╔══
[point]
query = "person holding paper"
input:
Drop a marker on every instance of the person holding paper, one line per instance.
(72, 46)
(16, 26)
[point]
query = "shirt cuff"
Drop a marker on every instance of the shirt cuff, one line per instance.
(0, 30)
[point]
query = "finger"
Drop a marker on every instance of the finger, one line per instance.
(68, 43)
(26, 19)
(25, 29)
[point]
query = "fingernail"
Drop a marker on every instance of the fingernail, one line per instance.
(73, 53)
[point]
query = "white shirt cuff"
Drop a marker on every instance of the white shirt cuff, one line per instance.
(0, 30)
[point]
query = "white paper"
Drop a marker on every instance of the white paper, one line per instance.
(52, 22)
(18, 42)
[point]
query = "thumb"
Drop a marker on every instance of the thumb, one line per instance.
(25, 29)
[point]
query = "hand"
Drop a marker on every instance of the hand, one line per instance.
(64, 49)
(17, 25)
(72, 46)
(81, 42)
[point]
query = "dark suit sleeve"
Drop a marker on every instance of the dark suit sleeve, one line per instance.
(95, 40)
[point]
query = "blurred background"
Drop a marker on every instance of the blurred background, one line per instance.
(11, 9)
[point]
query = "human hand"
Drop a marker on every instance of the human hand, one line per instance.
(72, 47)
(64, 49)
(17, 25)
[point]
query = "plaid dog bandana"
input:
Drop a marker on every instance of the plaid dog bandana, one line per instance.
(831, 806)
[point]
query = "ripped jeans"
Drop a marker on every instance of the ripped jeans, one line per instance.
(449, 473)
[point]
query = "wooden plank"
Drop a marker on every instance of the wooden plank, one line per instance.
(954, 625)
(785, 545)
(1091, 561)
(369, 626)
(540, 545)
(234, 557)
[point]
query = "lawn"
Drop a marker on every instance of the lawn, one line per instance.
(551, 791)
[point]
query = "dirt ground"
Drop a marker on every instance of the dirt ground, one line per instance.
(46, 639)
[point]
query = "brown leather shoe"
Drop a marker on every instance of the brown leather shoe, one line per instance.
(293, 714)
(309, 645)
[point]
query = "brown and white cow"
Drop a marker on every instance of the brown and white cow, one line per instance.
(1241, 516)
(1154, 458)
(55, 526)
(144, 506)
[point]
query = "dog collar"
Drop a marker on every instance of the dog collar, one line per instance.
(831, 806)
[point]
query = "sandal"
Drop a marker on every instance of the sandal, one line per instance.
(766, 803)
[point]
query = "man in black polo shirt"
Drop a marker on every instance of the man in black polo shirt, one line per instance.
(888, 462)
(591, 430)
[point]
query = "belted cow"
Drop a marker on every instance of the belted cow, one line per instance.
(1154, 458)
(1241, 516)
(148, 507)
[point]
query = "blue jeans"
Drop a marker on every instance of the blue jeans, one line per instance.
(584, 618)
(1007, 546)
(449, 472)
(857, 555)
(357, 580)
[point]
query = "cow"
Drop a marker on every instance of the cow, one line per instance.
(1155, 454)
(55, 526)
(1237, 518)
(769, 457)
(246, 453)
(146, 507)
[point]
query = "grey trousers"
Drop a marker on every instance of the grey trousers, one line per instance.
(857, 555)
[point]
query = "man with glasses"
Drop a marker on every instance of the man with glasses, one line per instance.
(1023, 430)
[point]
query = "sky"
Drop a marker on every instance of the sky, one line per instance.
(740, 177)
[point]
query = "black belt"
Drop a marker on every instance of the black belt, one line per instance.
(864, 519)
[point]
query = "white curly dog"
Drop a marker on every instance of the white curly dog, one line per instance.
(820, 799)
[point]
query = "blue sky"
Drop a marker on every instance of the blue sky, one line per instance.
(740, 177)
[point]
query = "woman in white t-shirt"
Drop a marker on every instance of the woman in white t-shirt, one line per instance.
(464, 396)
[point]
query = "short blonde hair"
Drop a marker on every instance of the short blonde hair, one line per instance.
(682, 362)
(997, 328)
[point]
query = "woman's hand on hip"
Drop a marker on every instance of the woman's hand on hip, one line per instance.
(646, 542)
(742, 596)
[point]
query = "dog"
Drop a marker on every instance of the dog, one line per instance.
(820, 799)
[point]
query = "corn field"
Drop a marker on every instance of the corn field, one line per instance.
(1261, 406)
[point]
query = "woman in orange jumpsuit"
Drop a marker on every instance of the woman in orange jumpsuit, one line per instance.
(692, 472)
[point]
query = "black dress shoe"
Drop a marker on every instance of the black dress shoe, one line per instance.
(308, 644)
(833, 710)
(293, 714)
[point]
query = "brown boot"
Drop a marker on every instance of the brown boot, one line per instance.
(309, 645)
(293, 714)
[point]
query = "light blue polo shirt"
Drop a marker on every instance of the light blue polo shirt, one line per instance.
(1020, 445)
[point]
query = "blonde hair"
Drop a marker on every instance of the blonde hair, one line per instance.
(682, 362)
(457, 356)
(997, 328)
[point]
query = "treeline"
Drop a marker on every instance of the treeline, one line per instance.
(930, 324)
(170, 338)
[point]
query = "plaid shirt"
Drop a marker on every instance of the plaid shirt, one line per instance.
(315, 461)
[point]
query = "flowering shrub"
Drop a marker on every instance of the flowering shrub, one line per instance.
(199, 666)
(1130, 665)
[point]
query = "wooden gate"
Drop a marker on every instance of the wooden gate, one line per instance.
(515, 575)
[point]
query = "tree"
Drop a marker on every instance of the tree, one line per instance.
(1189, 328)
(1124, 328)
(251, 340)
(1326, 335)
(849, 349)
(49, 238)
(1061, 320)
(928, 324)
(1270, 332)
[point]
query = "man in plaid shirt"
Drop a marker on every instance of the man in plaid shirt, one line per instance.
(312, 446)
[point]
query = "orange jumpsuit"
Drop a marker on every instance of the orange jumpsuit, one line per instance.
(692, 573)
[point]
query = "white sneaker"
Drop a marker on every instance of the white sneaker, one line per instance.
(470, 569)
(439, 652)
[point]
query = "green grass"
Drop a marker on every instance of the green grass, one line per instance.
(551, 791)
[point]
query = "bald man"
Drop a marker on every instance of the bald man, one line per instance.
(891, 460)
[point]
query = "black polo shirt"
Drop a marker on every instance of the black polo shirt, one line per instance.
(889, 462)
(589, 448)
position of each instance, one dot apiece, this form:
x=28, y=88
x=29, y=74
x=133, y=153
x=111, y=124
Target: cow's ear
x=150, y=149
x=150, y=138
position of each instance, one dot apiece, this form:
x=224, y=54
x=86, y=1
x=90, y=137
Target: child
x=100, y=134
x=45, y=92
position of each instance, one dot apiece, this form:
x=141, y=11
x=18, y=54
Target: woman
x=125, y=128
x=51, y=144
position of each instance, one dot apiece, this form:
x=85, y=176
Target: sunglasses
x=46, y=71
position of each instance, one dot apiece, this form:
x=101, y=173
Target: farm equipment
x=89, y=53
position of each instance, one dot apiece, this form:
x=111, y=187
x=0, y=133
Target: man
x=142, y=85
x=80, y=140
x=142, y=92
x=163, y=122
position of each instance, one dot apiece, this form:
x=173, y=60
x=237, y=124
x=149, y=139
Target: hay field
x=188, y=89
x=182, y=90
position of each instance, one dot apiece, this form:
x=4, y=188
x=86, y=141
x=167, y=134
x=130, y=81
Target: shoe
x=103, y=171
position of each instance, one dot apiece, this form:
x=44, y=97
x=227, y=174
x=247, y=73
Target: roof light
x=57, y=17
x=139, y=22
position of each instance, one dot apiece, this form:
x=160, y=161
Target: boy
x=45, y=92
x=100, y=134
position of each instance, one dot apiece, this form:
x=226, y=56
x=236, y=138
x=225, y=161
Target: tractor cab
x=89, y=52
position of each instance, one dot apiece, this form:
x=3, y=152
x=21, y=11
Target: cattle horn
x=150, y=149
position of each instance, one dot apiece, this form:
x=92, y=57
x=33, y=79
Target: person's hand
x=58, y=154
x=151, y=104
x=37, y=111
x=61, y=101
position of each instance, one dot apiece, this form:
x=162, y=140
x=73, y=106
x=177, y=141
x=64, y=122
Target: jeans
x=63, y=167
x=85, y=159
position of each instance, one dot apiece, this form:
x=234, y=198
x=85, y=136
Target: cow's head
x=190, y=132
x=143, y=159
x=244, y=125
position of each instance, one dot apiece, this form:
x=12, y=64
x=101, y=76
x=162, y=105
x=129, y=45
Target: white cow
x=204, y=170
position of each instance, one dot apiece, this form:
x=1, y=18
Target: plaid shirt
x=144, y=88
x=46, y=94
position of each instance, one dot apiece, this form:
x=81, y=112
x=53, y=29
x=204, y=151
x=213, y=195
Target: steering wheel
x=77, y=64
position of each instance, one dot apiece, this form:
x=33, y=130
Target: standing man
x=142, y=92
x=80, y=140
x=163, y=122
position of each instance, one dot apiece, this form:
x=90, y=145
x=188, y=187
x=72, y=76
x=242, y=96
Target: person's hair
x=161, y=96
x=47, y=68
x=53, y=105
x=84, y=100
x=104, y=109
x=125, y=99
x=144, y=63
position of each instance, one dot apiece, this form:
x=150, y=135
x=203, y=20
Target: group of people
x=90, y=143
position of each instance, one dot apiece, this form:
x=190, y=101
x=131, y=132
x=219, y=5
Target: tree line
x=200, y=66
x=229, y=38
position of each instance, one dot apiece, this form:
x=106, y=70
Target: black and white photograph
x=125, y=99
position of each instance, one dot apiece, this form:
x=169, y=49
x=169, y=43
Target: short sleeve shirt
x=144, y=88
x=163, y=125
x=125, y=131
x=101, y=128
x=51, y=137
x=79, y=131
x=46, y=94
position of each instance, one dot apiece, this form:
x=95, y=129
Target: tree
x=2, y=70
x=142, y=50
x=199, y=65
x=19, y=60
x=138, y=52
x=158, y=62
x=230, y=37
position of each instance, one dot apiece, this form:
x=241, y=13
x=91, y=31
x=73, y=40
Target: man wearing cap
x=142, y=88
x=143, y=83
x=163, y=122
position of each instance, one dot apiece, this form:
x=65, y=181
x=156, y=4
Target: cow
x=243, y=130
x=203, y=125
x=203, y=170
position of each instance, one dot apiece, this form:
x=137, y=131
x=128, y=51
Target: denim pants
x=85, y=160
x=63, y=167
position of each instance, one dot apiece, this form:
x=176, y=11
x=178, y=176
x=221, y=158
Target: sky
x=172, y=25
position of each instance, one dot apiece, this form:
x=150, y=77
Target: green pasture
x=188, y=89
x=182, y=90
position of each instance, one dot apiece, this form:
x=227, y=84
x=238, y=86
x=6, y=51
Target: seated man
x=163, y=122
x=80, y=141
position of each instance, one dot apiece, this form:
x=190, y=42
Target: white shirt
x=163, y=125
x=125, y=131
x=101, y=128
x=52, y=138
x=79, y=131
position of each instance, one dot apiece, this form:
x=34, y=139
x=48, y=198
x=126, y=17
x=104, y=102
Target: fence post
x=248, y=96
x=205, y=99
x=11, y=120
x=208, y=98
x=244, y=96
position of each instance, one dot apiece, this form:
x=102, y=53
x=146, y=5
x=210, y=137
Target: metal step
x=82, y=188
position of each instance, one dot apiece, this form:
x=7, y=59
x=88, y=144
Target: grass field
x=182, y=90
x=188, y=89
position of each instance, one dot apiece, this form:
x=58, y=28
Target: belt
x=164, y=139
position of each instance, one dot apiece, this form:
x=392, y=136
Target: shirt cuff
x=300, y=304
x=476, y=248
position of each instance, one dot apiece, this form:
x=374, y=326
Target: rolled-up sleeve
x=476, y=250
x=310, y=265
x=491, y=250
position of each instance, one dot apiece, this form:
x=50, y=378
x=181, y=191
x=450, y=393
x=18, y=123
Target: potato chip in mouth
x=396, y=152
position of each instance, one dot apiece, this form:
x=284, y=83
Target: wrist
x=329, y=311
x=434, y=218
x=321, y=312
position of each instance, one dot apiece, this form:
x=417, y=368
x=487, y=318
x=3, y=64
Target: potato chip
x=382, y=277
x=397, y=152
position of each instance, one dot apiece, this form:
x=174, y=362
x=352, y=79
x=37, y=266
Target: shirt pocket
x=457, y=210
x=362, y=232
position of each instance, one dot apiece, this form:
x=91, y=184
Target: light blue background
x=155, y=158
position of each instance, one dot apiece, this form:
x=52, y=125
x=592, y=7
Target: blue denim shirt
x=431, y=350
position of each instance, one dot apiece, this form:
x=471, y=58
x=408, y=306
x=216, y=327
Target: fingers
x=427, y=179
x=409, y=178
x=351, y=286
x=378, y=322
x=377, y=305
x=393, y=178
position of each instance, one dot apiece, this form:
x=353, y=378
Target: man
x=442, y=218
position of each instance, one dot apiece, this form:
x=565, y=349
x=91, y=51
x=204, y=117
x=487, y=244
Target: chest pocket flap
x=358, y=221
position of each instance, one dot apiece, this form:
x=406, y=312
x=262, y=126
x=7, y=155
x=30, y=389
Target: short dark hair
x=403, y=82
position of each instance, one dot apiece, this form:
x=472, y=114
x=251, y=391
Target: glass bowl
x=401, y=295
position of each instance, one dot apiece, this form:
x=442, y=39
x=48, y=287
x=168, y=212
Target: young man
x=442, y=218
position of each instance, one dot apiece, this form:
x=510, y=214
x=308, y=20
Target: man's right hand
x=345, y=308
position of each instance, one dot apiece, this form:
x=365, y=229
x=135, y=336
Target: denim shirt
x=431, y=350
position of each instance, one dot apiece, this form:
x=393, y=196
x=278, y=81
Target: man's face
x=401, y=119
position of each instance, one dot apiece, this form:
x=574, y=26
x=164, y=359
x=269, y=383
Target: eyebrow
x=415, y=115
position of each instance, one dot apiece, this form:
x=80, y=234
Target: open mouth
╚══
_Problem to solve:_ Which lines run from the one containing "x=164, y=359" to the end of the entries above? Print them exactly, both ends included, and nothing else.

_The completed task:_
x=164, y=359
x=269, y=383
Target: eyebrow
x=415, y=115
position of each instance, one dot apiece, this form:
x=80, y=234
Target: open mouth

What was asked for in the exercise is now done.